**Description of the task:** Return the records exactly as they are.

**Records from a dataset:**

-- BEGIN --

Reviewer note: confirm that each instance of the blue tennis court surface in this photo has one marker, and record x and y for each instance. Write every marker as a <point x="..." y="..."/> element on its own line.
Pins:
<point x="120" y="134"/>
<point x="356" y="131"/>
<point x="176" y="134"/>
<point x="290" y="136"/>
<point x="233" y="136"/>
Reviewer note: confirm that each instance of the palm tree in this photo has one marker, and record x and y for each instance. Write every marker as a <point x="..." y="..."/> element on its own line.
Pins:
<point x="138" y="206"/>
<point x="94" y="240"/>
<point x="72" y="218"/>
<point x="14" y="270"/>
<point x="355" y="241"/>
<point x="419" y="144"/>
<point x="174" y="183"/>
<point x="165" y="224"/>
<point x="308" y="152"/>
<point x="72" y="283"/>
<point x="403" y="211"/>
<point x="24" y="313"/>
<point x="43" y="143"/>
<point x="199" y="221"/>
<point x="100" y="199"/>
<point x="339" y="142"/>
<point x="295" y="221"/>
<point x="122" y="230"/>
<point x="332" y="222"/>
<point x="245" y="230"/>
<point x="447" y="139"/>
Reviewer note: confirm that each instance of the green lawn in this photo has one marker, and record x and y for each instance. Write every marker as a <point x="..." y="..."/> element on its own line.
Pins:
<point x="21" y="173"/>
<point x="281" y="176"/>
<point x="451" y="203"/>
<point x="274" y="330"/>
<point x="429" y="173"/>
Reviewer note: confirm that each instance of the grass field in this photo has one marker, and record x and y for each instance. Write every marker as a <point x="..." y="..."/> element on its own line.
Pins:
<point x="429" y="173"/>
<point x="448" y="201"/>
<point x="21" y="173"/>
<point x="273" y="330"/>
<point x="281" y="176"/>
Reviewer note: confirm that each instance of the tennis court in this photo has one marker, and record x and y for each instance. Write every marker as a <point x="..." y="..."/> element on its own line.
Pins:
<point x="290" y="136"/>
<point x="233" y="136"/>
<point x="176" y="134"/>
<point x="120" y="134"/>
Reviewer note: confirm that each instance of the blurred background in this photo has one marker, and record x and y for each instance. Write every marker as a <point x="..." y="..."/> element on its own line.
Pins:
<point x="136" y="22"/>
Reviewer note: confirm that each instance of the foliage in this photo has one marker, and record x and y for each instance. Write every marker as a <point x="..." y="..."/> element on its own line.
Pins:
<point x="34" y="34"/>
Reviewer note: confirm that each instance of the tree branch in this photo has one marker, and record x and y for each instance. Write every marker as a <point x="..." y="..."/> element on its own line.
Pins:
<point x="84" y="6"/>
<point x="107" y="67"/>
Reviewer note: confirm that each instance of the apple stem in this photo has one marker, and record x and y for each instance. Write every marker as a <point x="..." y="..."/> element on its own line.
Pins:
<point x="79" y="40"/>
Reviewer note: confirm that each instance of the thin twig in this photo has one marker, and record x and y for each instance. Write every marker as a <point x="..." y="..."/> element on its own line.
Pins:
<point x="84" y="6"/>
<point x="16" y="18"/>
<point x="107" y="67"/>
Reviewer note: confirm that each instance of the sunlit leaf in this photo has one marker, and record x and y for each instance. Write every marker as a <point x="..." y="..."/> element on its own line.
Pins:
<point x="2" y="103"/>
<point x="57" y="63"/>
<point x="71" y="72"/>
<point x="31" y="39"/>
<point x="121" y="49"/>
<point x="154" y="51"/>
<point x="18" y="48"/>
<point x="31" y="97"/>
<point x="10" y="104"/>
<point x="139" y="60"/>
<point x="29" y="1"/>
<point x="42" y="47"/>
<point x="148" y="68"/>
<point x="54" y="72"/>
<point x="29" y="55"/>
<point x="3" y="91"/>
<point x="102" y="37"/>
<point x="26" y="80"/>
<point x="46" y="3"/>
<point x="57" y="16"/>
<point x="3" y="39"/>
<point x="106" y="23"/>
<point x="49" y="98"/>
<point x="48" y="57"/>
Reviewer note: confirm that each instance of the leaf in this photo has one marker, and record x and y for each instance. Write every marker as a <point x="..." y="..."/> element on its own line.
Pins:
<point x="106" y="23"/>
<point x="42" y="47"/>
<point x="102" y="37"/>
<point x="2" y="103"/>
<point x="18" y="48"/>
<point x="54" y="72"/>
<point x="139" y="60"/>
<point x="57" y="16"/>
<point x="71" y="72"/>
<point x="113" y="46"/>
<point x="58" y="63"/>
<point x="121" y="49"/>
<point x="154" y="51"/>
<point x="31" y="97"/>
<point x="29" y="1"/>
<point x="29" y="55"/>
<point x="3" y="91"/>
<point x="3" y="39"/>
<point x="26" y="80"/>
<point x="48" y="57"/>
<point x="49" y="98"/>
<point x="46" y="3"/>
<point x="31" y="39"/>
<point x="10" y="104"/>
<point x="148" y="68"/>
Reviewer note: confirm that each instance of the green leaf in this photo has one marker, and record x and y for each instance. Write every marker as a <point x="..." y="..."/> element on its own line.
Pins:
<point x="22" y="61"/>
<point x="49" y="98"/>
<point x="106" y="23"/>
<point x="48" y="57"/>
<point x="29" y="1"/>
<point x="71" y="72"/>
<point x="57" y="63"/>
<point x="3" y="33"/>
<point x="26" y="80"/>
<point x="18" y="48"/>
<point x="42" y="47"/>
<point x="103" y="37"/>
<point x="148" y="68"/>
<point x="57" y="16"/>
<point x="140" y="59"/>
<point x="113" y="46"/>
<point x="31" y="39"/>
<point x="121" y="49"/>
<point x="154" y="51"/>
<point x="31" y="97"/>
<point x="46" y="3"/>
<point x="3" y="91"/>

-- END --

**Exercise result:**
Reviewer note: confirm that each instance of the blue tennis court surface in this photo has one marker, and record x and y for each instance. Write every marker as a <point x="..." y="..."/> element on its own line.
Pins:
<point x="120" y="134"/>
<point x="356" y="131"/>
<point x="176" y="134"/>
<point x="290" y="136"/>
<point x="233" y="136"/>
Reviewer note: confirm that each instance of the palm tree in this photo has one marker, and record x and y for each instance. Write every marker as a <point x="..." y="..."/> element on its own line.
Pins:
<point x="138" y="206"/>
<point x="94" y="240"/>
<point x="72" y="218"/>
<point x="14" y="270"/>
<point x="355" y="241"/>
<point x="419" y="144"/>
<point x="174" y="183"/>
<point x="165" y="224"/>
<point x="308" y="152"/>
<point x="72" y="283"/>
<point x="403" y="211"/>
<point x="24" y="313"/>
<point x="43" y="143"/>
<point x="199" y="221"/>
<point x="100" y="199"/>
<point x="339" y="142"/>
<point x="295" y="221"/>
<point x="122" y="230"/>
<point x="332" y="222"/>
<point x="245" y="230"/>
<point x="447" y="139"/>
Reviewer note: confirm that each instance of the green lawn in this photo has one marker, and record x and y for each instance. Write every marker as a <point x="..." y="..."/> element on its own line.
Pins:
<point x="21" y="173"/>
<point x="281" y="176"/>
<point x="451" y="203"/>
<point x="274" y="330"/>
<point x="429" y="173"/>
Reviewer note: confirm that each instance of the grass field in this photo has one marker, and record x and y for each instance. Write every marker as a <point x="..." y="..."/> element on its own line.
Pins:
<point x="429" y="173"/>
<point x="448" y="201"/>
<point x="21" y="173"/>
<point x="273" y="330"/>
<point x="281" y="176"/>
Reviewer note: confirm that each instance of the tennis court in this photo has one marker, and record x and y for each instance. Write every marker as a <point x="..." y="..."/> element on its own line.
Pins:
<point x="290" y="136"/>
<point x="233" y="136"/>
<point x="176" y="134"/>
<point x="120" y="134"/>
Reviewer note: confirm that each instance of the blurred background in this photo has one marker, and record x and y for each instance. Write every marker as a <point x="..." y="..."/> element on its own line.
Pins:
<point x="136" y="22"/>
Reviewer note: confirm that each instance of the foliage in this photo has one marker, and record x and y for each instance. Write every marker as a <point x="..." y="..."/> element on its own line.
Pins:
<point x="34" y="34"/>
Reviewer note: confirm that each instance of the tree branch in this photo has one marker, and record x and y for each instance. Write every marker as a <point x="..." y="..."/> element on its own line.
Pins:
<point x="84" y="6"/>
<point x="107" y="67"/>
Reviewer note: confirm that each instance of the apple stem in this photo has one marker, and record x and y for each instance. Write every marker as a <point x="..." y="..."/> element on its own line.
Pins:
<point x="79" y="40"/>
Reviewer note: confirm that each instance of the thin twig in this photo has one marker, and record x and y for each instance. Write every marker as a <point x="..." y="..."/> element on its own line.
Pins:
<point x="84" y="6"/>
<point x="16" y="18"/>
<point x="107" y="67"/>
Reviewer note: confirm that each instance of the sunlit leaf in this photo has one marker, and record x and y for each instance. Write every marker as a <point x="..." y="..."/> element on its own line.
Pins:
<point x="2" y="103"/>
<point x="57" y="63"/>
<point x="71" y="72"/>
<point x="31" y="39"/>
<point x="121" y="49"/>
<point x="154" y="51"/>
<point x="18" y="48"/>
<point x="31" y="97"/>
<point x="10" y="104"/>
<point x="139" y="60"/>
<point x="29" y="1"/>
<point x="42" y="47"/>
<point x="148" y="68"/>
<point x="54" y="72"/>
<point x="29" y="55"/>
<point x="3" y="91"/>
<point x="102" y="37"/>
<point x="26" y="80"/>
<point x="46" y="3"/>
<point x="57" y="16"/>
<point x="3" y="39"/>
<point x="106" y="23"/>
<point x="49" y="98"/>
<point x="48" y="57"/>
Reviewer note: confirm that each instance of the leaf in this photo has one marker, and record x and y for each instance. Write every marker as a <point x="..." y="..."/> element on its own line.
Pins:
<point x="106" y="23"/>
<point x="42" y="47"/>
<point x="102" y="37"/>
<point x="2" y="103"/>
<point x="18" y="48"/>
<point x="54" y="72"/>
<point x="139" y="60"/>
<point x="57" y="16"/>
<point x="71" y="72"/>
<point x="113" y="46"/>
<point x="58" y="63"/>
<point x="121" y="49"/>
<point x="154" y="51"/>
<point x="31" y="97"/>
<point x="29" y="1"/>
<point x="29" y="55"/>
<point x="3" y="91"/>
<point x="3" y="39"/>
<point x="26" y="80"/>
<point x="48" y="57"/>
<point x="49" y="98"/>
<point x="46" y="3"/>
<point x="31" y="39"/>
<point x="10" y="104"/>
<point x="148" y="68"/>
Reviewer note: confirm that each instance of the green leaf in this photo has one marker, and record x and y for each instance. Write every marker as a <point x="..." y="..."/> element on its own line.
Pins:
<point x="22" y="61"/>
<point x="49" y="98"/>
<point x="106" y="23"/>
<point x="48" y="57"/>
<point x="29" y="1"/>
<point x="71" y="72"/>
<point x="57" y="63"/>
<point x="3" y="33"/>
<point x="26" y="80"/>
<point x="18" y="48"/>
<point x="42" y="47"/>
<point x="103" y="37"/>
<point x="148" y="68"/>
<point x="57" y="16"/>
<point x="140" y="59"/>
<point x="113" y="46"/>
<point x="31" y="39"/>
<point x="121" y="49"/>
<point x="154" y="51"/>
<point x="31" y="97"/>
<point x="46" y="3"/>
<point x="3" y="91"/>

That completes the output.